▸ YOUR TASKS
- a) From the excerpt on gravel gardens, return the passage from "Jeff Epping, the" to "finished on Thursday." word for word.
- b) Answer these questions using the excerpt on gravel gardens:
(i) What position does Jeff Epping hold at Olbrich Botanical Gardens?
(ii) At which gardens did Roy Diblik see gravel gardens, and where are they located?
(iii) In what year was the first gravel garden installed at Olbrich?

▸ DOCUMENT EXCERPT
Jeff Epping, the director of horticulture at Olbrich Botanical Gardens in Madison, said there’s one type of garden he’s become enthusiastic about that fits that criteria but isn’t well-known in the United States: the gravel garden.
Epping said that he was first introduced to the gravel garden concept by Wisconsin gardener Roy Diblik, whom Epping describes as “an incredible plantsman.” Diblik himself saw gravel gardens at the Hermannshof Gardens in Weinheim, Germany, and recreated the concept at his Northwind Perennial Farm near Lake Geneva.
After visiting Diblik’s farm, Epping became fascinated with gravel gardens, and in 2009, with Diblik’s help, the first of its kind was installed at Olbrich. Since then, three more gravel gardens have been added, with the largest one to date getting finished on Thursday.

▸ RECORDS SHOWN
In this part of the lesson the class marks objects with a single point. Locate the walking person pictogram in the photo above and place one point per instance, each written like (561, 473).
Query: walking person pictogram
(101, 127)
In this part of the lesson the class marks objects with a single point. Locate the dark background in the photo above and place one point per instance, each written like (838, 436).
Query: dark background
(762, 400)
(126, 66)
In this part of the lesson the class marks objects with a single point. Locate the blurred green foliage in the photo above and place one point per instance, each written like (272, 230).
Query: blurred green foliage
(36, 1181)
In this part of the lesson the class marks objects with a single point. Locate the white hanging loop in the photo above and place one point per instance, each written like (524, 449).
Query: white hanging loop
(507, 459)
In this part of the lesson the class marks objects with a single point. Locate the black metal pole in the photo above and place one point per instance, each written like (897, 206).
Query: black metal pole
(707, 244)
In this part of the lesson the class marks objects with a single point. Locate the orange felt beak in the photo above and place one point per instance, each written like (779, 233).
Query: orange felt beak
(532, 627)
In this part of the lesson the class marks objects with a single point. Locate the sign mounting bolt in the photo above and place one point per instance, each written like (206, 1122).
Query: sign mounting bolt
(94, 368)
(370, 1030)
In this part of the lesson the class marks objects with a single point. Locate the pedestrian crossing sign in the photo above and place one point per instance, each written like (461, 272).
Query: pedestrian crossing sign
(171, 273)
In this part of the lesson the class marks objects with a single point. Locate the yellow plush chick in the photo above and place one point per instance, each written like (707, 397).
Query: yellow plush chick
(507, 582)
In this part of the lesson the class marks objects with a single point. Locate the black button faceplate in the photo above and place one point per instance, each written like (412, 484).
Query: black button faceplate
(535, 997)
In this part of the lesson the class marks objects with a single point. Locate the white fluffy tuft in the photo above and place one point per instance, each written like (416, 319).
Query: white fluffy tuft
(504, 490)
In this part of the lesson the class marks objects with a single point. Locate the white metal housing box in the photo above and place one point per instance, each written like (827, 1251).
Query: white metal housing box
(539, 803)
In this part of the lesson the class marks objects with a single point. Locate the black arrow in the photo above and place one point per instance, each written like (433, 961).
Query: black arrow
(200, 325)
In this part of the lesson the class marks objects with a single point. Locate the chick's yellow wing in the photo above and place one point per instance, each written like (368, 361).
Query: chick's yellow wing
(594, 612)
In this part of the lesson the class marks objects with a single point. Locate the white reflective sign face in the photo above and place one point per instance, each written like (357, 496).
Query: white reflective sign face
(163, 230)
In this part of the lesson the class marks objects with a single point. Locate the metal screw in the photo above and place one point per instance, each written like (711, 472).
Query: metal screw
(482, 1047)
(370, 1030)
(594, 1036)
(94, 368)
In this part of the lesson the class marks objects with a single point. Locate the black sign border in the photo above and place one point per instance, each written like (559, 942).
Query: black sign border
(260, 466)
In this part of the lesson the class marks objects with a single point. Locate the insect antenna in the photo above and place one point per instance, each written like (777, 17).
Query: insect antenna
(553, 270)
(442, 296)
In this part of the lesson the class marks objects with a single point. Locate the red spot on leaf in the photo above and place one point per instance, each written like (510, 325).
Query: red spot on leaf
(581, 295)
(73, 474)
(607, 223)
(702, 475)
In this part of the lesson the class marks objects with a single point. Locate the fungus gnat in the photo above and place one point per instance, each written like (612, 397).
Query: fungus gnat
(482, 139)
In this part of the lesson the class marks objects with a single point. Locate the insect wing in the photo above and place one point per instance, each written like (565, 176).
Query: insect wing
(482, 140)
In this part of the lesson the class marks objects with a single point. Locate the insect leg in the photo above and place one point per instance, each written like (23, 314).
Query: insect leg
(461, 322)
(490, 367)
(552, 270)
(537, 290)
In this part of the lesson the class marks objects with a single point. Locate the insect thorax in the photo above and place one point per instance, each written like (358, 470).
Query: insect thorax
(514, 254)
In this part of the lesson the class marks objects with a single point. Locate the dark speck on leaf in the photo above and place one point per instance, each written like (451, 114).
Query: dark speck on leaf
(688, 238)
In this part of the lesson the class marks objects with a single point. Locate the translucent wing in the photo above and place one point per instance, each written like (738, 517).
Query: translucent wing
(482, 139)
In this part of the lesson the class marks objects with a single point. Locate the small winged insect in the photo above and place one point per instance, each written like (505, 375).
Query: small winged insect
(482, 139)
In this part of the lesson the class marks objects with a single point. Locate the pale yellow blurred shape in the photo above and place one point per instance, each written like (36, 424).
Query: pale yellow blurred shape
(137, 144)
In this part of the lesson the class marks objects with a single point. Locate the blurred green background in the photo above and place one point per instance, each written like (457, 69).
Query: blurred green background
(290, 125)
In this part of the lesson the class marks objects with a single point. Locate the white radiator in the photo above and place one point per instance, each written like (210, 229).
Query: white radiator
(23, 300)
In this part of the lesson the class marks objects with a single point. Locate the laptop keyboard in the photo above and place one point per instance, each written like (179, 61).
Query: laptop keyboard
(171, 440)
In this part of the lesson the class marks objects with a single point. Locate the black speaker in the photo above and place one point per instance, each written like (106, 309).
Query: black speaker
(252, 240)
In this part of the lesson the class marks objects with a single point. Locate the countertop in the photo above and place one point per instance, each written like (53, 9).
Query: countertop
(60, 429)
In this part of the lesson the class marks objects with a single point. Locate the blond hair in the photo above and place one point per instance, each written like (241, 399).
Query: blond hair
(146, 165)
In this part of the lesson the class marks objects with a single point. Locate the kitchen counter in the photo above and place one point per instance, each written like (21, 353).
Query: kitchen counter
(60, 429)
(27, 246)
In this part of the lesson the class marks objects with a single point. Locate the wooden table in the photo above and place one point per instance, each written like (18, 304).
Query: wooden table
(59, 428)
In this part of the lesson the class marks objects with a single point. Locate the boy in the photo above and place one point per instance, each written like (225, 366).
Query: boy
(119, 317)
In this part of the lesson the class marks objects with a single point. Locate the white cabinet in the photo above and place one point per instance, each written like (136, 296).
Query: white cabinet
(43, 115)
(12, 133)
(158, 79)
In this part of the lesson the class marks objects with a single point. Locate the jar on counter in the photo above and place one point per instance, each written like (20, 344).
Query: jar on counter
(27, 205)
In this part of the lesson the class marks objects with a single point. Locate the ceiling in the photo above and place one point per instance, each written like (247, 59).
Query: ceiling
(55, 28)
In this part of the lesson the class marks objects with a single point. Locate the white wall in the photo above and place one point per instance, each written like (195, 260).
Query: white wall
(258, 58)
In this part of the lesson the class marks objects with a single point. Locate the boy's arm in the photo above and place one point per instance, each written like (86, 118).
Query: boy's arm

▸ RESULTS OF THE TASKS
- a)
Jeff Epping, the director of horticulture at Olbrich Botanical Gardens in Madison, said there’s one type of garden he’s become enthusiastic about that fits that criteria but isn’t well-known in the United States: the gravel garden.
Epping said that he was first introduced to the gravel garden concept by Wisconsin gardener Roy Diblik, whom Epping describes as “an incredible plantsman.” Diblik himself saw gravel gardens at the Hermannshof Gardens in Weinheim, Germany, and recreated the concept at his Northwind Perennial Farm near Lake Geneva.
After visiting Diblik’s farm, Epping became fascinated with gravel gardens, and in 2009, with Diblik’s help, the first of its kind was installed at Olbrich. Since then, three more gravel gardens have been added, with the largest one to date getting finished on Thursday.

- b)
(i) Director of horticulture
(ii) The Hermannshof Gardens in Weinheim, Germany
(iii) 2009